Records from a dataset:
++++++++++

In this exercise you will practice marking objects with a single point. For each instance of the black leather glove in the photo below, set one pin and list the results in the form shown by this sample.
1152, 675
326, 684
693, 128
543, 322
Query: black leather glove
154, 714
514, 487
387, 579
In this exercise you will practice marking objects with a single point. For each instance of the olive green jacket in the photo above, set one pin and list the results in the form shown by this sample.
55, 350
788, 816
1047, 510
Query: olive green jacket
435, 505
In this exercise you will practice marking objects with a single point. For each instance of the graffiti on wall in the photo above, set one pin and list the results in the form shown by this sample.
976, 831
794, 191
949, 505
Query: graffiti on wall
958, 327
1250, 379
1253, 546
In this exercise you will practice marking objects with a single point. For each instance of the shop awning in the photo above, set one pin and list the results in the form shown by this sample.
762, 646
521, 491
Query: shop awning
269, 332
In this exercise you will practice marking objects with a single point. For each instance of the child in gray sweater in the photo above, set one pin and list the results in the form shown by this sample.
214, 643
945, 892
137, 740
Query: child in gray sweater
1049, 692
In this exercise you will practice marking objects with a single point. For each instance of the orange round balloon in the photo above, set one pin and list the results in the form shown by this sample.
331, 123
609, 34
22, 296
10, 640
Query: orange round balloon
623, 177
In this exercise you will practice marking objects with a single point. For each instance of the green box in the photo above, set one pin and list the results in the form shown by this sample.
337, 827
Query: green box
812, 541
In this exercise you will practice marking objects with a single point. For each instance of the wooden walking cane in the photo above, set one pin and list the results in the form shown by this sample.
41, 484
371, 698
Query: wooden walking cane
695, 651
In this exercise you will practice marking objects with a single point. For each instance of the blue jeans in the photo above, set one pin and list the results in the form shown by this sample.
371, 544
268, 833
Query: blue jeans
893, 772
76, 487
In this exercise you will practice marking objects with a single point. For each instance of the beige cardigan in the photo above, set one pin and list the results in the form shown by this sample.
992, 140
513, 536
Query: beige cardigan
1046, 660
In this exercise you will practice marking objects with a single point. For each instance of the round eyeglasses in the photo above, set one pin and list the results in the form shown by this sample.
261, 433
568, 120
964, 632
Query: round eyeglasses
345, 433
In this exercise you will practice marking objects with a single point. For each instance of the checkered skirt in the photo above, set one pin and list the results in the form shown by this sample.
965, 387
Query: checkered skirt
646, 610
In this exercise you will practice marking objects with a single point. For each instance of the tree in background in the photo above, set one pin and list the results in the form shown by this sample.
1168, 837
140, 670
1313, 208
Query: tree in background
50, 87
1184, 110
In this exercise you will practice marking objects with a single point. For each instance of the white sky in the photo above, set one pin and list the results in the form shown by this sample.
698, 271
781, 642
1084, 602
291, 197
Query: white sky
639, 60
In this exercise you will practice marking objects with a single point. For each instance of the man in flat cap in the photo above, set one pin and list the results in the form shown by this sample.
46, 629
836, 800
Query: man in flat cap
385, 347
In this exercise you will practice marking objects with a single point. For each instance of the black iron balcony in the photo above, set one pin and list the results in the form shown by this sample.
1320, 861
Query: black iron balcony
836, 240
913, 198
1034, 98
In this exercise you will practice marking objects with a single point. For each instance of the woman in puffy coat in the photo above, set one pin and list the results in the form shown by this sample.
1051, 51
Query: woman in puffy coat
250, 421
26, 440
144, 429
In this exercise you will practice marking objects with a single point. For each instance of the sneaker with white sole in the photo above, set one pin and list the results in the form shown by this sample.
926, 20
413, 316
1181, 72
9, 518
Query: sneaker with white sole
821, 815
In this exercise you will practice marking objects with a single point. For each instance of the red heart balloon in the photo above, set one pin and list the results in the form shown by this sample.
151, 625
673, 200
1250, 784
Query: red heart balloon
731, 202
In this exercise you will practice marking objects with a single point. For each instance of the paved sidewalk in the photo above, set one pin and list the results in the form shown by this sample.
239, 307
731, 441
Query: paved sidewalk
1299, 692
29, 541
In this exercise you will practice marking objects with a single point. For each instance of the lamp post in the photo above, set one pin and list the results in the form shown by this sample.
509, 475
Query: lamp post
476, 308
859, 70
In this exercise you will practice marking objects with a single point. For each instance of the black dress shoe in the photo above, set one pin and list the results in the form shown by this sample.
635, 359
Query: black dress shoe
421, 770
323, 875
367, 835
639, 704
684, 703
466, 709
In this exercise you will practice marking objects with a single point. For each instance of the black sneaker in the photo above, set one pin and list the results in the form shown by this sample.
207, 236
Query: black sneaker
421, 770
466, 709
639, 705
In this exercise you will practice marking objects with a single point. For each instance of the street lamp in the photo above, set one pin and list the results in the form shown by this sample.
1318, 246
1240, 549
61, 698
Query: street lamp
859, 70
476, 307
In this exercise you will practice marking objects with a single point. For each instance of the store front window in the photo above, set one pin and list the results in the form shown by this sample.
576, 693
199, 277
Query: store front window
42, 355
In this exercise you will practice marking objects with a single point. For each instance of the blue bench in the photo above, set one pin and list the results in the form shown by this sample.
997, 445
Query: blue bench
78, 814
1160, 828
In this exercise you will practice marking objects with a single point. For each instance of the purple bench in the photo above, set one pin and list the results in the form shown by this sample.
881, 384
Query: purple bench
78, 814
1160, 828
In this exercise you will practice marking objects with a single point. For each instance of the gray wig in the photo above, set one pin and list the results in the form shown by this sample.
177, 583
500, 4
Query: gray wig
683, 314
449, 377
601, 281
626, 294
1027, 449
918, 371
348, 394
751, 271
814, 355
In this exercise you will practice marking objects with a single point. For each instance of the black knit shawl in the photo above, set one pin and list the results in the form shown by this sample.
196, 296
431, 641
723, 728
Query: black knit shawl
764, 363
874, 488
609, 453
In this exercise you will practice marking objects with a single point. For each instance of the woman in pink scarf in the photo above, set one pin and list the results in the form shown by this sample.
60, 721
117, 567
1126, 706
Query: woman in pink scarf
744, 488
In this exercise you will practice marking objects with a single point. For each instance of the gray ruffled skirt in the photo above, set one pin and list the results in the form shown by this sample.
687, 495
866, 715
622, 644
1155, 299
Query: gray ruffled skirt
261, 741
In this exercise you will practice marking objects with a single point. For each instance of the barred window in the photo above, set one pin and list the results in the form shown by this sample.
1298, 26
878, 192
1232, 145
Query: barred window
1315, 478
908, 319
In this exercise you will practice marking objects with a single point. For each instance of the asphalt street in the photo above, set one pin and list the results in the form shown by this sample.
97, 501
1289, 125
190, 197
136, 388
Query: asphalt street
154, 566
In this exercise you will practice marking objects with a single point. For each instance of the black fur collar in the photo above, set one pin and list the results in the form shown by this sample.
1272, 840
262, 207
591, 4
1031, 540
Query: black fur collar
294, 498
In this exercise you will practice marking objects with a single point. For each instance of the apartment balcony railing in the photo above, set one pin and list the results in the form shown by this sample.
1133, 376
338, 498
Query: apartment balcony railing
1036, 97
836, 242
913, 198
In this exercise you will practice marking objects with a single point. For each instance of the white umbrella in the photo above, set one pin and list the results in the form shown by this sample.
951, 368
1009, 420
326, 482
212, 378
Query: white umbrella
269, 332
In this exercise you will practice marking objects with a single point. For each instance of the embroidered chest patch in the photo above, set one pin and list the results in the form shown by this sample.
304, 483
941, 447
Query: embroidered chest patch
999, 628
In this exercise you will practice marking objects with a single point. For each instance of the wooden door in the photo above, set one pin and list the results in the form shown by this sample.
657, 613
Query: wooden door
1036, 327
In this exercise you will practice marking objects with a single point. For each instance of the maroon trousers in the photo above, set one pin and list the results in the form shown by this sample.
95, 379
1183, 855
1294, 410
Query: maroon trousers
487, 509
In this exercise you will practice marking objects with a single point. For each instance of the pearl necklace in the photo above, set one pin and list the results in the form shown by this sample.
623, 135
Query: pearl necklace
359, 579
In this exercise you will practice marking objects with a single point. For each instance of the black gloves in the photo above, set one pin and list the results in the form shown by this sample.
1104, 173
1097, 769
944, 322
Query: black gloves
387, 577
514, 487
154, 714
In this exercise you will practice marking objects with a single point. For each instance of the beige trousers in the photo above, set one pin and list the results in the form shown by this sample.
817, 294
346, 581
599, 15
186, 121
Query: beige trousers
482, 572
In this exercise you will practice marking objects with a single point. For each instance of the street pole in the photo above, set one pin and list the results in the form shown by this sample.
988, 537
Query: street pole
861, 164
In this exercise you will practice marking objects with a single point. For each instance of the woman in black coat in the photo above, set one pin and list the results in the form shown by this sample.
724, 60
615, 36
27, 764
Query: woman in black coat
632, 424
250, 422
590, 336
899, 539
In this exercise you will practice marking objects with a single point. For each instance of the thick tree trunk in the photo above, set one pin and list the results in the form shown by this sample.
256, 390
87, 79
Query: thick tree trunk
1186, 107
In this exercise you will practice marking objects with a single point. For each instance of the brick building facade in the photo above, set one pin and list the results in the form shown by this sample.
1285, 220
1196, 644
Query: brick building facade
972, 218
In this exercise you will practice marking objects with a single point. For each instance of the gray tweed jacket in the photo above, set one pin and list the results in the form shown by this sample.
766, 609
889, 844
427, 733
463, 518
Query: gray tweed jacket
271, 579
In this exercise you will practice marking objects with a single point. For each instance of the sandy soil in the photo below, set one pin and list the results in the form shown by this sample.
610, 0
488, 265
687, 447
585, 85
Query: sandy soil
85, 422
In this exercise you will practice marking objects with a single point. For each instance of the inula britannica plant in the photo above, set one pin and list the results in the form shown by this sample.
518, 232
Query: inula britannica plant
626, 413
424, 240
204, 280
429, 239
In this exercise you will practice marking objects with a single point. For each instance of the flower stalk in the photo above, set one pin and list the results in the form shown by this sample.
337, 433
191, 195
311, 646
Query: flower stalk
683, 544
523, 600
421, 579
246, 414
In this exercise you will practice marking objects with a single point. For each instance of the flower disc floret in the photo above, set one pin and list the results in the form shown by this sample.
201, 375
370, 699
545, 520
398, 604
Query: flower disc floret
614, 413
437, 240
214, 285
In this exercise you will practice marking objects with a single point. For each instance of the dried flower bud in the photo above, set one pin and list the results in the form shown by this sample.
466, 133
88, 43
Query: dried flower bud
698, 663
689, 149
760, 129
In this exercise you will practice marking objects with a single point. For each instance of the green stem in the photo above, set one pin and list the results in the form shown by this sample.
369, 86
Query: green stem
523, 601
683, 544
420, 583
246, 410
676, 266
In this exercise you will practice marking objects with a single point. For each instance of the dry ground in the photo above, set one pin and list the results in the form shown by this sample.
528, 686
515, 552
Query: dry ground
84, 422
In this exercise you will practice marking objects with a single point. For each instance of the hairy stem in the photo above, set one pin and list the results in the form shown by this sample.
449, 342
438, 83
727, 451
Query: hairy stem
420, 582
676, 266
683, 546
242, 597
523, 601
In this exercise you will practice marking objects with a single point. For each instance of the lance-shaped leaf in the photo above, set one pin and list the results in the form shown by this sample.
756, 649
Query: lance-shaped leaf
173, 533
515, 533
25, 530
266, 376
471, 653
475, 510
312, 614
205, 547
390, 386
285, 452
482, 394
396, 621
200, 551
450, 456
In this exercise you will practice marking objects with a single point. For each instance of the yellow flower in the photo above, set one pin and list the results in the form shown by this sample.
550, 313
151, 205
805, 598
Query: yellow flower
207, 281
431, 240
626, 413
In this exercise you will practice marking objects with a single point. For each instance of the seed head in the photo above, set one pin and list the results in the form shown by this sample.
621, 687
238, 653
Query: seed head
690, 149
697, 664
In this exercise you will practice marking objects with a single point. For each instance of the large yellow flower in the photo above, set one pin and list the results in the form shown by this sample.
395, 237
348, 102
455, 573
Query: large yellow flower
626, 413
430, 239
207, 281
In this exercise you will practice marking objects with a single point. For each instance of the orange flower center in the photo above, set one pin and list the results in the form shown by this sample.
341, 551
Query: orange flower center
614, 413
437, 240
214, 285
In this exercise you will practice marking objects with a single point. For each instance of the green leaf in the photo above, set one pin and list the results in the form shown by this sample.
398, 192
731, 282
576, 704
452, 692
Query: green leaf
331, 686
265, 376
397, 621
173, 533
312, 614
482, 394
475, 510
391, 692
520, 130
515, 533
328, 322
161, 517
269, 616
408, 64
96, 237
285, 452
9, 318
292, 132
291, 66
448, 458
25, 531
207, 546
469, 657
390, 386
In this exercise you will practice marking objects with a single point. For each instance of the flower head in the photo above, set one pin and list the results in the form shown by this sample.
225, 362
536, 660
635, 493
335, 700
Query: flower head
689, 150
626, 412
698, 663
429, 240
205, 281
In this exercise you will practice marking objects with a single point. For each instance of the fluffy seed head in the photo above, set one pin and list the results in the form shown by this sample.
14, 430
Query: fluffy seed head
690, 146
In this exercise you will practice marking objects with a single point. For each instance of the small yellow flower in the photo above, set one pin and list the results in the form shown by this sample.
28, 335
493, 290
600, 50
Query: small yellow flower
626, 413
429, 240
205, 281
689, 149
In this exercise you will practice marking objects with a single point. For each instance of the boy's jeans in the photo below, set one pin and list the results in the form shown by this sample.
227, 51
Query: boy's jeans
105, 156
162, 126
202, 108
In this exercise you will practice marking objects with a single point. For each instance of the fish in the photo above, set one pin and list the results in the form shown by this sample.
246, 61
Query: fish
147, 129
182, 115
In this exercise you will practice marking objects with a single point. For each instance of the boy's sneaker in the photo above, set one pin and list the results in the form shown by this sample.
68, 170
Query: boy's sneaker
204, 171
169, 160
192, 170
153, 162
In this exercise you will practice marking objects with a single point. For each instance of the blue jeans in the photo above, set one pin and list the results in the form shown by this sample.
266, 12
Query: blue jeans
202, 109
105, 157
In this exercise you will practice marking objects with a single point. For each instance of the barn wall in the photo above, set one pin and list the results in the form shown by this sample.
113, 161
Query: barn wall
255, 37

++++++++++

▸ To do: Exactly as written, give again every line from the one containing "the flower head" through the last line of the material above, and no other lines.

▸ Finished exercise:
In this exercise you will practice marking objects with a single point. For each instance of the flower head in the photo above, set one pin and list the results in the form shown by this sample.
225, 362
536, 660
635, 493
335, 700
Query: flower head
689, 150
626, 412
698, 663
429, 240
205, 281
In this exercise you will practice marking objects with a single point. For each instance of the fluffy seed head in the photo above, set one pin and list the results in the form shown by this sample.
14, 430
Query: fluffy seed head
690, 146
In this exercise you will practice marking objects with a single point. For each instance of the small yellow flower in the photo above, set one pin and list the results in the form shown by this sample.
28, 335
493, 290
600, 50
Query: small yellow flower
626, 413
429, 240
205, 281
689, 149
In this exercise you will practice marking objects with a single point. For each instance of the boy's jeans in the photo below, set one pin and list the results in the form shown by this sample.
227, 51
Query: boy's jeans
105, 156
162, 126
202, 108
In this exercise you will practice marking objects with a single point. For each instance of the fish in the photo above, set one pin and list the results in the form shown by this sample.
246, 61
Query: fish
147, 129
182, 115
In this exercise you will practice marking objects with a single point. For each instance of the boy's sneaker in the photo above, set one pin and list the results in the form shown by this sample.
68, 170
Query: boy's sneaker
204, 171
169, 160
192, 170
153, 162
In this exercise you will practice marking objects with a single point. For each instance of the blue jeans in the photo above, set one pin and list the results in the form shown by this sample.
266, 12
Query: blue jeans
202, 109
105, 157
In this exercise you will practice marking objects with a single point. For each instance of the barn wall in the photo above, set one pin and list the results in the form shown by this sample.
113, 161
Query: barn wall
255, 37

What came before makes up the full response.